**Given exercise 1:**
Answer these questions using the winery label history below:
(a) Where did the idea for the map background come from?
(b) Which local artist worked with the winery on the label?
(c) What is the common name of the flower chosen for the label?
-- start of Passage provided --
10:00 to 5:00 on weekends.
Other times by arrangement.
Phone: 0409568241 and 0435146081
Shopping Cart - $0.00

No products in the cart.

The NRW Label

People often ask us about our unique label. Here is a brief history of our label and its development.

Our winery began in the late 1970’s and early 80’s, a time when there was great excitement about bringing European sensibilities of good food and wine to Victoria. The wines of Burgundy, Bordeaux and Chablis were highly praised, and were the inspiration for many budding vineyard/wineries in Victoria. The French sense of pride they had in their regions’ produce was palpable and enviable. We were part of a large group of pioneers who set out to show that parts of the ‘New World’ could make wine (and food) as good or better than the Old one – and to bring locally made product to the table of Victorians.

It was in this environment that the Nicholson River Winery label was developed.

Together with local artist Jenny Toye, we worked on creating a label that spoke to and of the area. It symbolises what we represent – the Gippsland Lakes region.

The Map

The idea for the map background came from a label we had seen on a bottle from the Loire Valley. Jenny drew the map of the Gippsland Lakes by hand. The map also came in handy when describing the location of the winery to people from Melbourne (or beyond).

The Flower

Flowers on a wine label is well known. Famously, Murray Robson of the Hunter Valley had a red rose and a yellow black eyed Susan. (He also personally signed every label!)

We chose Calistemon citrinus, the Crimson Bottlebrush, for our label. It is endemic to our region and was the emblem of the Bairnsdale Shire at the time. It is now one of the most widely-grown natives in Australia and overseas. The flower is a symbol of nature, beauty and locality. Jenny Toye drew it by hand, and it was adopted as our distinctive logo.
-- end of Passage provided --
**Given exercise 2:**
How many lines in the listing contain the word "green"? Reply with the number only.
-- start of The input --
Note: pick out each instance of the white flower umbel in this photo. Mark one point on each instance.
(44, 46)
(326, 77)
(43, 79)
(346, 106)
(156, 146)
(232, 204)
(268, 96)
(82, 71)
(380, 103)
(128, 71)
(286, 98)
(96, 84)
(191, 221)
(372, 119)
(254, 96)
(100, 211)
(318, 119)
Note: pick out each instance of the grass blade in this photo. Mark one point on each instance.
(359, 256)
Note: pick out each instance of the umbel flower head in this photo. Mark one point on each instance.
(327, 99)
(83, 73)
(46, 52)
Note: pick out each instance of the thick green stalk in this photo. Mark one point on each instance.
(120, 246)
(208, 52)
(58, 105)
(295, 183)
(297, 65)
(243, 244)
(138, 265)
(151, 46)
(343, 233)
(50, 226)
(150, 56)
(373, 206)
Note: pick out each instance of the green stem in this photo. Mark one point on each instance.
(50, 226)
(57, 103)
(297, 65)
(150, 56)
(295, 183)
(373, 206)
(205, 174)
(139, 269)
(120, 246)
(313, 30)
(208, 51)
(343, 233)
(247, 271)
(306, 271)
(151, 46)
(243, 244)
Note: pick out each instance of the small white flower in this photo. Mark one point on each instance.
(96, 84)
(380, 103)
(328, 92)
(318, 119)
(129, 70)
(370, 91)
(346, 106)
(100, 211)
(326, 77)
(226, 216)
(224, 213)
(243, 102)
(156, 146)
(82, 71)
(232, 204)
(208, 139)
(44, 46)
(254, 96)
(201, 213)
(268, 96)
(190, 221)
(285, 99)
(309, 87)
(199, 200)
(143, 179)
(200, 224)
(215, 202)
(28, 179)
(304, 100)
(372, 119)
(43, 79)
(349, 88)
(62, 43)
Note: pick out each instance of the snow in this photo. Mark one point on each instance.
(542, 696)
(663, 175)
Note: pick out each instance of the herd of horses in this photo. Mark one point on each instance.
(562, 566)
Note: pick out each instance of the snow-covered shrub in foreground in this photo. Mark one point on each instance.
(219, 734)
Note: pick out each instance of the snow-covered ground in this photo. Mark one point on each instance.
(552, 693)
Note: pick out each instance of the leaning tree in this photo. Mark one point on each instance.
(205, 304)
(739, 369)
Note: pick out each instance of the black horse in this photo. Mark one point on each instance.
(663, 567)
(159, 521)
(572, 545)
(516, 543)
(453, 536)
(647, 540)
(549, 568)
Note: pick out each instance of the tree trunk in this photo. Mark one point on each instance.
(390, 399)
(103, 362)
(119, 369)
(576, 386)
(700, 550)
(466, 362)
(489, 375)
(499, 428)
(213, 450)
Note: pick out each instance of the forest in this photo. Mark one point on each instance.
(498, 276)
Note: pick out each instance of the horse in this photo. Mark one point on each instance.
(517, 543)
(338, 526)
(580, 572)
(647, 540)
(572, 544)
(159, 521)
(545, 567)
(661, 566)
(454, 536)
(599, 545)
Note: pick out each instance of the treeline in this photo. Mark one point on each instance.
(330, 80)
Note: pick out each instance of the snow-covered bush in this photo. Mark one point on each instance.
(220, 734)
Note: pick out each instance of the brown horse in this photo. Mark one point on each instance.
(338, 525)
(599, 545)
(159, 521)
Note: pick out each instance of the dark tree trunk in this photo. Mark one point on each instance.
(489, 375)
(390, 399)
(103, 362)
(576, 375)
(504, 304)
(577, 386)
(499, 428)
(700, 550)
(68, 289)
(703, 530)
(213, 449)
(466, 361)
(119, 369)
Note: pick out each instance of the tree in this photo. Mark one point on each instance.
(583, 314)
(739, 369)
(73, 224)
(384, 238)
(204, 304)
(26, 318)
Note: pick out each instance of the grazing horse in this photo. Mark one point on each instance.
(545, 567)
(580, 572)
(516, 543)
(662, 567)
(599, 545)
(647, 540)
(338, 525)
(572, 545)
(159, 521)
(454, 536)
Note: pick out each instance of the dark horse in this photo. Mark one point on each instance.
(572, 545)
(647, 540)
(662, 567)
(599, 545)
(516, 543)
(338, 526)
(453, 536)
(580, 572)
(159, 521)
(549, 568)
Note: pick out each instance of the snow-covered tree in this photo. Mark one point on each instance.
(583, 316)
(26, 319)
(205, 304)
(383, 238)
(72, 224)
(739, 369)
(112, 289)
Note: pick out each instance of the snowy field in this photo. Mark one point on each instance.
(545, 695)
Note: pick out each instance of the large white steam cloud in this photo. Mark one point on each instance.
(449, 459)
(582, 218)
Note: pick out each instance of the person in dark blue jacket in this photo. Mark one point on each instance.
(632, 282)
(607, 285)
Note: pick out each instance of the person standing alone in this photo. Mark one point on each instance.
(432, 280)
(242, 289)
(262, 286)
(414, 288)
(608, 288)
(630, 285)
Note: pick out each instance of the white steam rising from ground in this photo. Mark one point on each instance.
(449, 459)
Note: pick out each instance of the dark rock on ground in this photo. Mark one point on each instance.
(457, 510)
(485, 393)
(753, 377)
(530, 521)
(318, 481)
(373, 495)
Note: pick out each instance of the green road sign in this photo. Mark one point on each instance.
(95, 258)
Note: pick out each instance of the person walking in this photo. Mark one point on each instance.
-- end of The input --
**Complete response 1:**
(a) A label seen on a bottle from the Loire Valley.
(b) Jenny Toye.
(c) The Crimson Bottlebrush.

**Complete response 2:**
3